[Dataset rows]
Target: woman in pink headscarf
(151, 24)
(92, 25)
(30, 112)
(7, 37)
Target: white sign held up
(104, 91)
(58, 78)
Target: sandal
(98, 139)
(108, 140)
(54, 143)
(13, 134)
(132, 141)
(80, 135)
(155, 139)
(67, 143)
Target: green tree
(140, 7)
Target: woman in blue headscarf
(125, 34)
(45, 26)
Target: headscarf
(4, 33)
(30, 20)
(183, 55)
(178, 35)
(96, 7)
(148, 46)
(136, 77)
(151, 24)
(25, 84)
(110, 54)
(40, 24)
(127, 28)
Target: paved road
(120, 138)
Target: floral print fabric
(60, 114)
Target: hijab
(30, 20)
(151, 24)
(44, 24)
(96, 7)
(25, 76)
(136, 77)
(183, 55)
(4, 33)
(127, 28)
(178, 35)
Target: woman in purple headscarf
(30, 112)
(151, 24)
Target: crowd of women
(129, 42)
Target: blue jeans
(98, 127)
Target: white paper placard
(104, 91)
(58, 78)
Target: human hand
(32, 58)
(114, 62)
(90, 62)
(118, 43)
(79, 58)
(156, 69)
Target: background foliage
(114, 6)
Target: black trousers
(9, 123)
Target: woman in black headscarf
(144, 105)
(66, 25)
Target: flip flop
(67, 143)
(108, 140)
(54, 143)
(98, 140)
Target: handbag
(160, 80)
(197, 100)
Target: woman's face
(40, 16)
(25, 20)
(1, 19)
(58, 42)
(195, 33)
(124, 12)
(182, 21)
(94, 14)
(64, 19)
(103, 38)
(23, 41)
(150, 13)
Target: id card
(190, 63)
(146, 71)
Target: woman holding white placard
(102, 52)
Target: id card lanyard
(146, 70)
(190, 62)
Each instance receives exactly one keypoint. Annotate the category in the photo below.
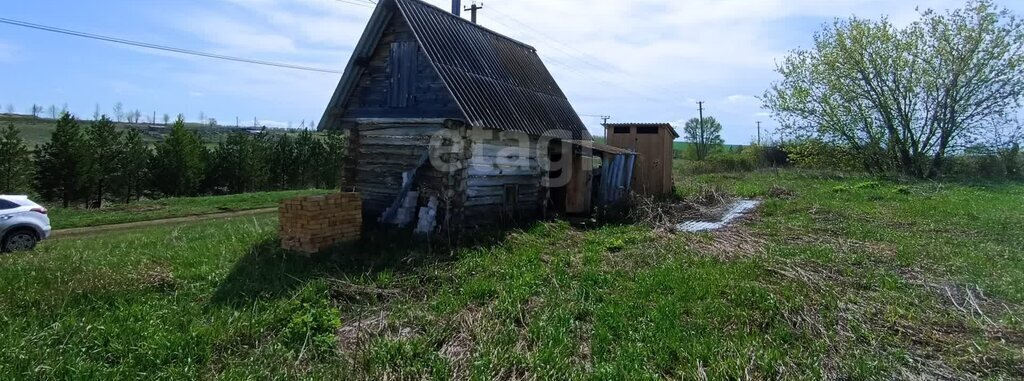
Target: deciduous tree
(904, 97)
(705, 137)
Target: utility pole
(604, 122)
(700, 139)
(473, 8)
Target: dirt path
(79, 231)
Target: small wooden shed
(452, 125)
(653, 144)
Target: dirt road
(79, 231)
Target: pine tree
(282, 163)
(307, 150)
(62, 164)
(132, 166)
(179, 164)
(104, 153)
(333, 161)
(15, 162)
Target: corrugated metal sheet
(591, 144)
(616, 179)
(499, 82)
(659, 125)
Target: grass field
(37, 131)
(170, 208)
(836, 277)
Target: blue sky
(640, 60)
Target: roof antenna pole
(473, 8)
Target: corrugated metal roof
(601, 147)
(499, 83)
(664, 125)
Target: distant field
(836, 277)
(38, 130)
(170, 208)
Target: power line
(356, 2)
(163, 47)
(552, 39)
(580, 55)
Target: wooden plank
(410, 131)
(473, 192)
(578, 192)
(478, 201)
(505, 162)
(532, 179)
(503, 170)
(395, 140)
(370, 150)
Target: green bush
(814, 154)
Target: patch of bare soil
(156, 276)
(355, 335)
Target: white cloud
(636, 60)
(7, 52)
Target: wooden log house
(452, 125)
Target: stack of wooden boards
(312, 223)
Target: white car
(23, 223)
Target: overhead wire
(580, 55)
(163, 47)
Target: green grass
(837, 277)
(170, 208)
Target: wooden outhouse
(653, 144)
(452, 125)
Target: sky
(639, 60)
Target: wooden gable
(399, 82)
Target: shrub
(815, 154)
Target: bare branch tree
(119, 112)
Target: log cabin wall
(380, 156)
(503, 180)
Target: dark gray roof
(659, 125)
(498, 82)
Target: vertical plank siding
(399, 82)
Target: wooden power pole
(700, 139)
(472, 10)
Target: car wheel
(19, 241)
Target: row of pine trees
(87, 165)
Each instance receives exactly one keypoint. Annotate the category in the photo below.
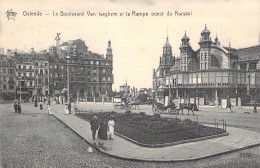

### Exercise task
Please transfer the records from the line with "Target: roof antenna pole" through the end of the records, requests included, and add 123 to every number in the point coordinates. Leave the pictures out of your answer.

### Task result
Target: roof antenna pole
(596, 131)
Target: corrugated metal roof
(724, 270)
(622, 206)
(787, 248)
Target: distant field
(959, 400)
(161, 253)
(293, 331)
Target: power line
(479, 125)
(286, 170)
(675, 162)
(703, 178)
Target: wooden plank
(533, 254)
(596, 315)
(701, 315)
(601, 324)
(628, 285)
(655, 302)
(626, 293)
(518, 263)
(493, 273)
Target: green bush
(937, 277)
Target: patch of bare soil
(279, 399)
(478, 458)
Target: white cloud
(759, 183)
(130, 175)
Target: wooden log house
(575, 248)
Target: stack of wooden boards
(435, 346)
Target: white car
(146, 346)
Target: overhead wire
(703, 178)
(286, 170)
Target: green grass
(960, 400)
(293, 331)
Target: wooden outhouse
(776, 267)
(575, 248)
Target: sky
(762, 183)
Target: wooden gable
(522, 205)
Target: shrub
(938, 277)
Target: bare branch tree
(242, 235)
Target: log cabin wall
(503, 279)
(626, 303)
Target: dark gray roof
(782, 248)
(621, 205)
Target: vertical plank siding
(522, 205)
Target: wooden power pole
(823, 262)
(595, 133)
Target: car wheel
(142, 364)
Target: row of pine trees
(210, 288)
Each instance receives exactly one keypoint. Annotate the category in the photo below.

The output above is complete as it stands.